> _TASK INSTRUCTIONS_
[A] Using the passage on the coronavirus S protein, decide whether each statement agrees with it. For each, answer yes or no and quote the words that decide it. (i) The two research groups published their S protein results in the journal Science. (ii) Equivalent molecular details for HIV were obtained in about 2-3 months. (iii) The Receptor Binding Domain is the section shown in green.
[B] Write the next part of the passage on the coronavirus S protein, starting after its last sentence.

> _SOURCE PASSAGE_
This is a complex task to achieve and I will spare you the details, but it is precisely what we call structural biology: the art of visualizing the 3D organization of the molecules of life as they carry out all the chemical reactions that keep us alive, in the infinitely small. Because this is exactly what we are: billions of organized and coordinated chemical reactions in real time that occur in each of our cells at every second of our life (and even after death).
So this is all well and good, but what's the point of “seeing” these molecules in 3D? Let’s go back to the coronavirus. Even though this virus only appeared in China back in November 2019, two research groups have already managed to take a “picture” of the 3D structure of the S protein on the surface of the virus, in addition to the “picture” of the S protein when it recognizes its lock on the surface of our cells. Using modern technological advancements that did not exist until recently, these researchers achieved this impressive feat in a record time of just 2-3 months and published their results in the prestigious journal Science (see references below).
By way of comparison and to give you an idea of the dazzling technical advancements achieved in recent years, equivalent molecular details have taken more than 20 years to be obtained with such precision on HIV! Achieving this in less than 2-3 months remains a colossal feat, which is only made possible by recent technological advancements and financial investments in basic science.
Knowing this, I took some time to build a few atomic pictures of the S protein to show you. These images were prepared from the atomic data obtained by these researchers, whose results are publicly available because they were funded by governments and our taxes (like the vast majority of basic research in our societies). When looking at the S protein at the molecular level, we can “take a picture” of all its atoms as they are positioned in space. When schematized, it looks like this:
In this previous picture, have a look at the green colored section on top of which you see mini red dots. This section of the S protein is called the "Receptor Binding Domain" (or RBD, for short). As its name implies, it is the only section of the large coronavirus S protein that contacts the lock on the surface of our cells. And the little red dots at the end of the RBD are the only atoms that are absolutely necessary to make contact.

> _THE DATA_
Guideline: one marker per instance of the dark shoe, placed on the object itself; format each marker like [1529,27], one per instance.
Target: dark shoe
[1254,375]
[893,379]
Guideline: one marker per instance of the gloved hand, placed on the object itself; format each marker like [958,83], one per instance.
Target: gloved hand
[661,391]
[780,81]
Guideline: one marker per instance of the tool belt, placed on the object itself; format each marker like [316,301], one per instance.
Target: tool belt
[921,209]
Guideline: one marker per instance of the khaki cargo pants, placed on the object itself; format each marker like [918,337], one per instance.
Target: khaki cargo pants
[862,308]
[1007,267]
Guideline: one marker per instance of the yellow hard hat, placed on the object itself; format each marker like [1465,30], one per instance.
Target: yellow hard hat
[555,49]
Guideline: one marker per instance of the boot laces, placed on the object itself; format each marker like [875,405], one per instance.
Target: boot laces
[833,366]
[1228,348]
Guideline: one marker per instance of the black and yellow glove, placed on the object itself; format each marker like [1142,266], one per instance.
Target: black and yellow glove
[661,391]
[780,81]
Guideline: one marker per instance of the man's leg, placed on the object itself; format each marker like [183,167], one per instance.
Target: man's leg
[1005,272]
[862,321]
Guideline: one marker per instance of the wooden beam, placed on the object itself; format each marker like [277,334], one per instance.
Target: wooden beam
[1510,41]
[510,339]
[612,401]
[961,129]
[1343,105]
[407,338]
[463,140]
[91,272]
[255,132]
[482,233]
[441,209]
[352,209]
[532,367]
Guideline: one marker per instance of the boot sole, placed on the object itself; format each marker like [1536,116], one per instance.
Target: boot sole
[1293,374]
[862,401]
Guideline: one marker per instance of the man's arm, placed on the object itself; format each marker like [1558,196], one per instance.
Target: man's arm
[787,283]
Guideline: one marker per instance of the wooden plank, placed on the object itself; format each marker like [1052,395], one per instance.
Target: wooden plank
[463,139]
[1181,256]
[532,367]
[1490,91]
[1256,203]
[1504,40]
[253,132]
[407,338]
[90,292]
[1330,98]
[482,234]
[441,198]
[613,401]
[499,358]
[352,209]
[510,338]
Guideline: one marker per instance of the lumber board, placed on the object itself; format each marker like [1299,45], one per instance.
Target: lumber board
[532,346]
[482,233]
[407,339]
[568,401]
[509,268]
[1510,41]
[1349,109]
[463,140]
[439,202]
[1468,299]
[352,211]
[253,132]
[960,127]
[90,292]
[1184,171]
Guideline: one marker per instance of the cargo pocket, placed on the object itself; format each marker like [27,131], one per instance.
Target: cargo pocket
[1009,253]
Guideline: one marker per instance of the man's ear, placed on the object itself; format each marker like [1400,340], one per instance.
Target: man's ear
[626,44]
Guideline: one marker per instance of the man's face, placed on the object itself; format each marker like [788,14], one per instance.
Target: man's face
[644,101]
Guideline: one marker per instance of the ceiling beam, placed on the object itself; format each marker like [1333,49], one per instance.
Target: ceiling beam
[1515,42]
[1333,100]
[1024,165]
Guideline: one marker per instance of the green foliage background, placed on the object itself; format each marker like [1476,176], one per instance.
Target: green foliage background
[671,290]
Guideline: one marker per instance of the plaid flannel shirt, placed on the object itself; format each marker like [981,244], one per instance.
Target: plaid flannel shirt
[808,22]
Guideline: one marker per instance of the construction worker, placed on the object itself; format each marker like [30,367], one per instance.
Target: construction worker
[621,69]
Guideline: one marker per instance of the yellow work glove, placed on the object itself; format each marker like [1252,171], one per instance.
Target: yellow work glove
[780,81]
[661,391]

> _RESULTS FOR THE EXERCISE_
[A]
(i) Yes: "published their results in the prestigious journal Science"
(ii) No: "equivalent molecular details have taken more than 20 years to be obtained with such precision on HIV!"
(iii) Yes: "have a look at the green colored section on top of which you see mini red dots. This section of the S protein is called the "Receptor Binding Domain""

[B]
Funny guys will offer to open the door with the other hand, but say I forced you to wear a huge pair of gloves? You won't be able to grab the handle to get in your car. Same thing with the coronavirus: if you can prevent those few red atoms from recognizing the blue atoms by putting a "pair of gloves" in between, you pretty much prevent the virus from recognizing your cells. Coronavirus infection cannot occur.
This is one of the main advantages of structural biology: it allows us to see and understand what is actually going on at the atomic level in order to develop specific drugs or molecules to disrupt this unique interface between two proteins. The goal is to present the red atoms with something they’ll actually “prefer” over the blue atoms, and then stick to it. We are not talking about developing a vaccine here (which involves a completely different molecular mechanism), but this approach is one of the many avenues currently being pursued for the development of potential antiviral drugs that may prevent or reduce the effect of coronavirus infection.
1. Wrapp D, Wang N, Corbett KS, et al. Cryo-EM structure of the 2019-nCoV spike in the prefusion conformation. Science. 2020;367(6483):1260–1263.
2. Yan R, Zhang Y, Li Y, Xia L, Guo Y, Zhou Q. Structural basis for the recognition of SARS-CoV-2 by full-length human ACE2. Science. 2020;367(6485):1444–1448.